(Extracted data entries)
[Start of section]
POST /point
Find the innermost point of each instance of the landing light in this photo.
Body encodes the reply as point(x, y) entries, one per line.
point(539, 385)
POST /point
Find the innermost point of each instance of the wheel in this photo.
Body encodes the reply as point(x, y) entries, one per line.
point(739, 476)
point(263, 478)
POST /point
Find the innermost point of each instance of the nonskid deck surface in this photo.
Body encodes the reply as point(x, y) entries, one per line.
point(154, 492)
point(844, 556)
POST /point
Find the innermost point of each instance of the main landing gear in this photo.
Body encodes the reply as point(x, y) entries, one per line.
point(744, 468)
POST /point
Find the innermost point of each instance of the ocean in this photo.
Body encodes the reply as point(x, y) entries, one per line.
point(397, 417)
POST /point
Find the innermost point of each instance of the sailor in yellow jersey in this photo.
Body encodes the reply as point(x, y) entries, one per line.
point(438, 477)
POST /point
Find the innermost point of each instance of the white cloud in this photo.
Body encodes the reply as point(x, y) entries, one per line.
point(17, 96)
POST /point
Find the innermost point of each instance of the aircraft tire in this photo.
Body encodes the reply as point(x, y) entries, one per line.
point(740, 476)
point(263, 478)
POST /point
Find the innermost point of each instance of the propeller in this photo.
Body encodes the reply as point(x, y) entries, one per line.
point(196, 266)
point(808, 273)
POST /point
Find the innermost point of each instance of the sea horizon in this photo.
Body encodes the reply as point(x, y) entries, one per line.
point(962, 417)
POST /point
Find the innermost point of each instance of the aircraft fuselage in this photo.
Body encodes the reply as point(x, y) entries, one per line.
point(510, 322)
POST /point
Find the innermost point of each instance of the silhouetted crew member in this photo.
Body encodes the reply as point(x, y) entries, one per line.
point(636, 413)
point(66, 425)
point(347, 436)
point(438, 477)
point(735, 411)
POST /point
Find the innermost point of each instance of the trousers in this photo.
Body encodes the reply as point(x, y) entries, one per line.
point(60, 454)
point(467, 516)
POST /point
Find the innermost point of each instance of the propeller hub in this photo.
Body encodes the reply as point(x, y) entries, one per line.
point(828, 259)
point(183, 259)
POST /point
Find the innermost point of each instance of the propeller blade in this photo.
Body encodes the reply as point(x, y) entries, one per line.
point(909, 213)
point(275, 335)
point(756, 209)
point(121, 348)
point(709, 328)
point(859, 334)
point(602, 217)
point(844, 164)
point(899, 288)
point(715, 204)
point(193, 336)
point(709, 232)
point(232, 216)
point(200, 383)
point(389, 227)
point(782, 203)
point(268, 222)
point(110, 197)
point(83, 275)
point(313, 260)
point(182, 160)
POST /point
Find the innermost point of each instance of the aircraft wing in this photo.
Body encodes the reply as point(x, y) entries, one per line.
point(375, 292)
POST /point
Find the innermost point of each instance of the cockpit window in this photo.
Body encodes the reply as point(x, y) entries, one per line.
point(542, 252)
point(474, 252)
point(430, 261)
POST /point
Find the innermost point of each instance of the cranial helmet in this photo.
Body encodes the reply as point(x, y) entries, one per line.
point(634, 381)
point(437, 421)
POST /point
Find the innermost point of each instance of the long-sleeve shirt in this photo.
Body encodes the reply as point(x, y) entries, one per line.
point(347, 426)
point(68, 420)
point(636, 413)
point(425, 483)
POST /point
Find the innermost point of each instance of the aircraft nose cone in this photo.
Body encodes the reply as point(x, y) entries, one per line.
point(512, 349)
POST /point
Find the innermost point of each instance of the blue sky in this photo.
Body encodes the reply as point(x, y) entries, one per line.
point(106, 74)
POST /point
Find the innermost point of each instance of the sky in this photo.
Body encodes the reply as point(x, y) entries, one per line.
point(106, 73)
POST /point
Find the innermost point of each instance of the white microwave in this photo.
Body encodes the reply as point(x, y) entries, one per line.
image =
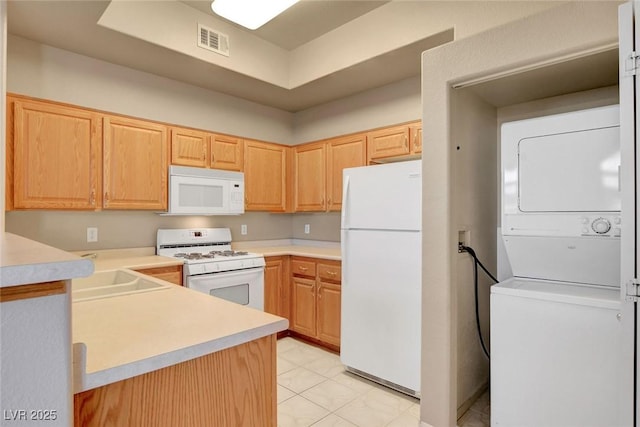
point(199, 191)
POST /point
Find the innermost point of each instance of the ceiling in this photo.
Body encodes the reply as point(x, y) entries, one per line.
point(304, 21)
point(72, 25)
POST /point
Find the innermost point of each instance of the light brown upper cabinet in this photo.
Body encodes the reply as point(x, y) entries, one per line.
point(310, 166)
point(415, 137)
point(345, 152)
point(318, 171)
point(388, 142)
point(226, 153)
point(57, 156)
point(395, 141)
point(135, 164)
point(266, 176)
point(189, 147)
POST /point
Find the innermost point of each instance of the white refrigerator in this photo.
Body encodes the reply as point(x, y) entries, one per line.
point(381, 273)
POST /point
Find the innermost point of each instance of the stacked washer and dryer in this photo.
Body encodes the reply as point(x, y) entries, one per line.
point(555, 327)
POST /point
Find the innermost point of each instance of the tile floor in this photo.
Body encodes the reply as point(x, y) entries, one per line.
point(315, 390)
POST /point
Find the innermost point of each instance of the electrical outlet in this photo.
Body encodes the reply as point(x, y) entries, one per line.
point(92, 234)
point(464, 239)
[End of section]
[Start of section]
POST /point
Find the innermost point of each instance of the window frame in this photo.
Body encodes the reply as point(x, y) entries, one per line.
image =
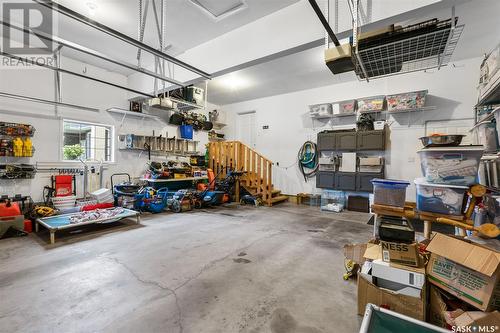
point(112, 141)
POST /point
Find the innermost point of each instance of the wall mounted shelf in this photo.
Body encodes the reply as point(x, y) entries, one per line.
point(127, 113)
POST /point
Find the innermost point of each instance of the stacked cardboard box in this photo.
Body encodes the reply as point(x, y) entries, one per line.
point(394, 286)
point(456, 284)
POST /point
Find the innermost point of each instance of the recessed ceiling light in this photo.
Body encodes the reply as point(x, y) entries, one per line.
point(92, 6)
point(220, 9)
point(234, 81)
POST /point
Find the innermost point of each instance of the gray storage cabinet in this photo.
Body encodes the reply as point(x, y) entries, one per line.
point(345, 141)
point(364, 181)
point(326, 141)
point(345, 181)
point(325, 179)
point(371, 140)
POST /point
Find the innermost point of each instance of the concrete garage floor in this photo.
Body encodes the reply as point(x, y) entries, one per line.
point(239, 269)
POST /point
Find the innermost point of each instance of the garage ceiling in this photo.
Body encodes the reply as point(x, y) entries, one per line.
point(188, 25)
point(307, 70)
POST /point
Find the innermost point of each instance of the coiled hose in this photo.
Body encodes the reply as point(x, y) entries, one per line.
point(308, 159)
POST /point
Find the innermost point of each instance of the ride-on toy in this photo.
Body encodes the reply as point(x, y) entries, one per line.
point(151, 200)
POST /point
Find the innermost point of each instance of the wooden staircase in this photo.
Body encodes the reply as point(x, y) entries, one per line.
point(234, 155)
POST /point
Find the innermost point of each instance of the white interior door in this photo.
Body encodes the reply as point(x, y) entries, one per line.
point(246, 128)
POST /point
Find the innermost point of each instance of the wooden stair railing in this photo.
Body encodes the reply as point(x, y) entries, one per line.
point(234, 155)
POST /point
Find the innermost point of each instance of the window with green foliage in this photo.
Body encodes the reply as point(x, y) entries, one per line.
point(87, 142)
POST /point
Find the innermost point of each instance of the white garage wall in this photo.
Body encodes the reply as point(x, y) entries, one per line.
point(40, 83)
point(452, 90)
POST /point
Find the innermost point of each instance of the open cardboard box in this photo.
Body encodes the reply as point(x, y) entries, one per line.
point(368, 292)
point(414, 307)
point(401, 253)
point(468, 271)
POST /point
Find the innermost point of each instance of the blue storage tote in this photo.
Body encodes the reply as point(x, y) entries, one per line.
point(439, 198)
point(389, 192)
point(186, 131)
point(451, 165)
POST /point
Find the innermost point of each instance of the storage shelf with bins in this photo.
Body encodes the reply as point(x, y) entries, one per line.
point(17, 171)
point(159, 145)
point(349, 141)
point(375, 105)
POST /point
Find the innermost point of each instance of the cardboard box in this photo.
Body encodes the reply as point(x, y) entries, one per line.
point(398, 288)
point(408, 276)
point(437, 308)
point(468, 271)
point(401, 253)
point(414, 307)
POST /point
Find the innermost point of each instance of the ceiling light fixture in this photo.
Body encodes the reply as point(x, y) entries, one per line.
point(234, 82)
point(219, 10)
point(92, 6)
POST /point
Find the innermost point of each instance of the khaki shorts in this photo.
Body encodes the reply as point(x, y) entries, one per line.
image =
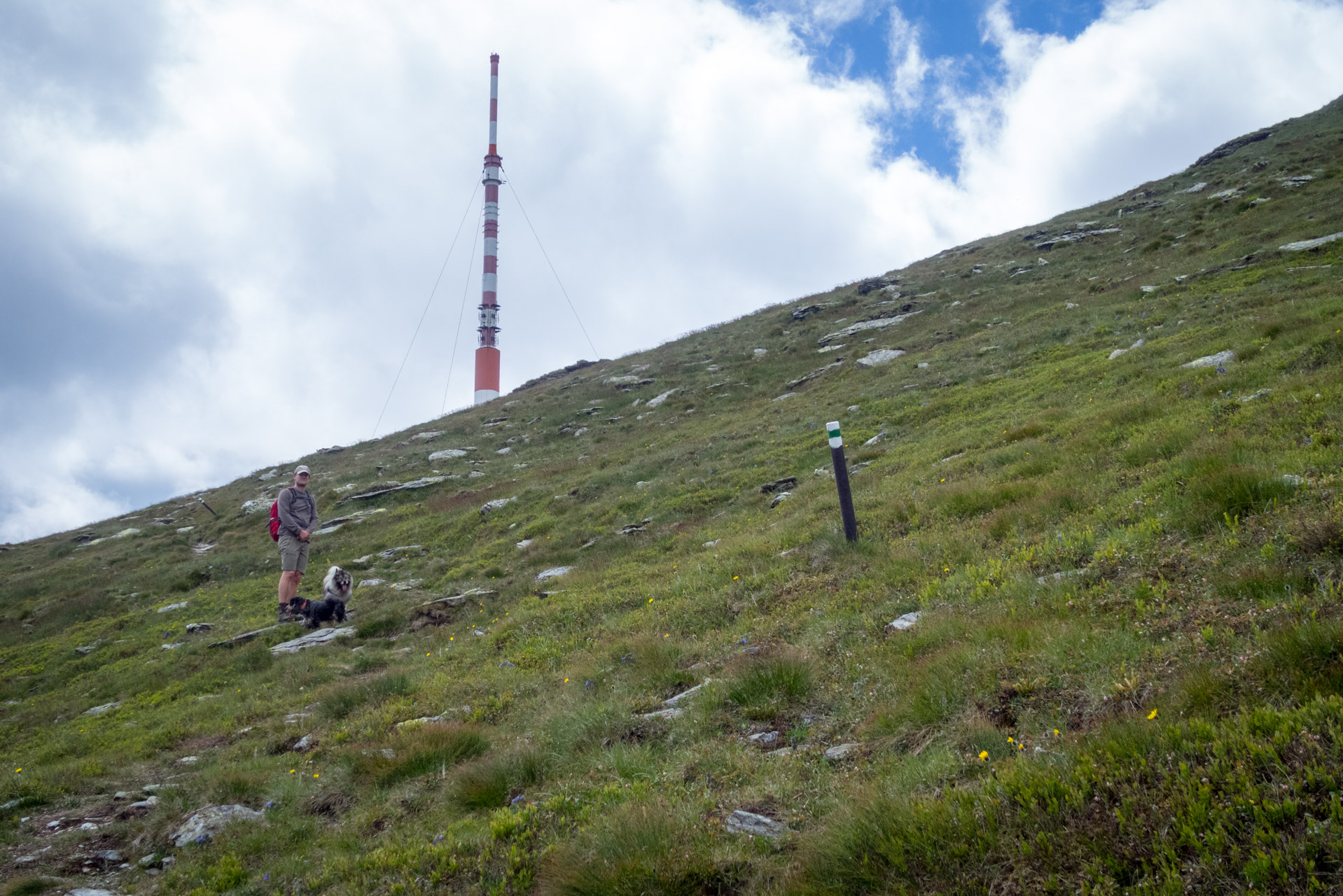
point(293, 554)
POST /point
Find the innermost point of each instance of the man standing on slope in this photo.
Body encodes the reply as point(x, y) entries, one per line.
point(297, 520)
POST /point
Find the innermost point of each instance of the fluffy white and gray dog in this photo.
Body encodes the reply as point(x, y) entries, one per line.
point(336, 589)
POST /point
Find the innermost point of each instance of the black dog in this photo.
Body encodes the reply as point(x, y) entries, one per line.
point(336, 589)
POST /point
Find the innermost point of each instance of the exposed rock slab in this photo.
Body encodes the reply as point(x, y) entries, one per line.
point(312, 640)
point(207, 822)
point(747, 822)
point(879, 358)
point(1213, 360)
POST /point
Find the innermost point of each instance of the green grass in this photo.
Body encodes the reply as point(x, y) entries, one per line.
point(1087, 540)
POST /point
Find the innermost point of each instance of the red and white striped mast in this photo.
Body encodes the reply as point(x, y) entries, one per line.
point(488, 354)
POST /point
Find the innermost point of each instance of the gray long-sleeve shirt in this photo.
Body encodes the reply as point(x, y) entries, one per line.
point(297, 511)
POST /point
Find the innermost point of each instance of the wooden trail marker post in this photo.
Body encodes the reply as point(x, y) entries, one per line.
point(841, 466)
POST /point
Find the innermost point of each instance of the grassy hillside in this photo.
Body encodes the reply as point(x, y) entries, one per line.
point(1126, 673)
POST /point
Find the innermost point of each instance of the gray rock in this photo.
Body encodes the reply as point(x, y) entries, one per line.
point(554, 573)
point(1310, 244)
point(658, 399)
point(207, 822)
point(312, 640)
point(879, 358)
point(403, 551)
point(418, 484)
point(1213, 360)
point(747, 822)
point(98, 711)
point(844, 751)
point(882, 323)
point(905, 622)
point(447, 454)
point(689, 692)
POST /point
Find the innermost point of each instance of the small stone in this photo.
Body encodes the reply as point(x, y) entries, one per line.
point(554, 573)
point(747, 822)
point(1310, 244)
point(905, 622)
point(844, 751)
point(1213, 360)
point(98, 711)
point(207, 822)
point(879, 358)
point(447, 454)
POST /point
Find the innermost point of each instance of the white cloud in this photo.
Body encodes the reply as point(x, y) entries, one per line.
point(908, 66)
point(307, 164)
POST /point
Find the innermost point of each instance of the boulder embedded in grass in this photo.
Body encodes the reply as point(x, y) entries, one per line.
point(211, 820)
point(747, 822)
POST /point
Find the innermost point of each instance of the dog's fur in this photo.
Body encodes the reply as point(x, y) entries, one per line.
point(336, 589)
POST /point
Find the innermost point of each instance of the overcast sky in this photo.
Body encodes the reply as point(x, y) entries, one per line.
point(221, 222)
[End of section]
● **TASK DIRECTIONS**:
Pictures are to be left out. Write out only the lines above starting at the one with "Find the innermost point of each instance of the white microwave" and ending at the one with "Find the innermost point of each instance of the light", both lines included, exactly.

● **WRITTEN RESPONSE**:
Find the innermost point of each instance of the white microwave in this photo.
Body encodes the reply as point(x, y) entries, one per line.
image =
point(199, 191)
POST /point
Find the innermost point of each instance of the ceiling in this photo.
Body encodes the reply as point(x, y) entries, one per line.
point(304, 21)
point(72, 25)
POST /point
Find the innermost point of each instance of the light brown upper cabinet in this photo.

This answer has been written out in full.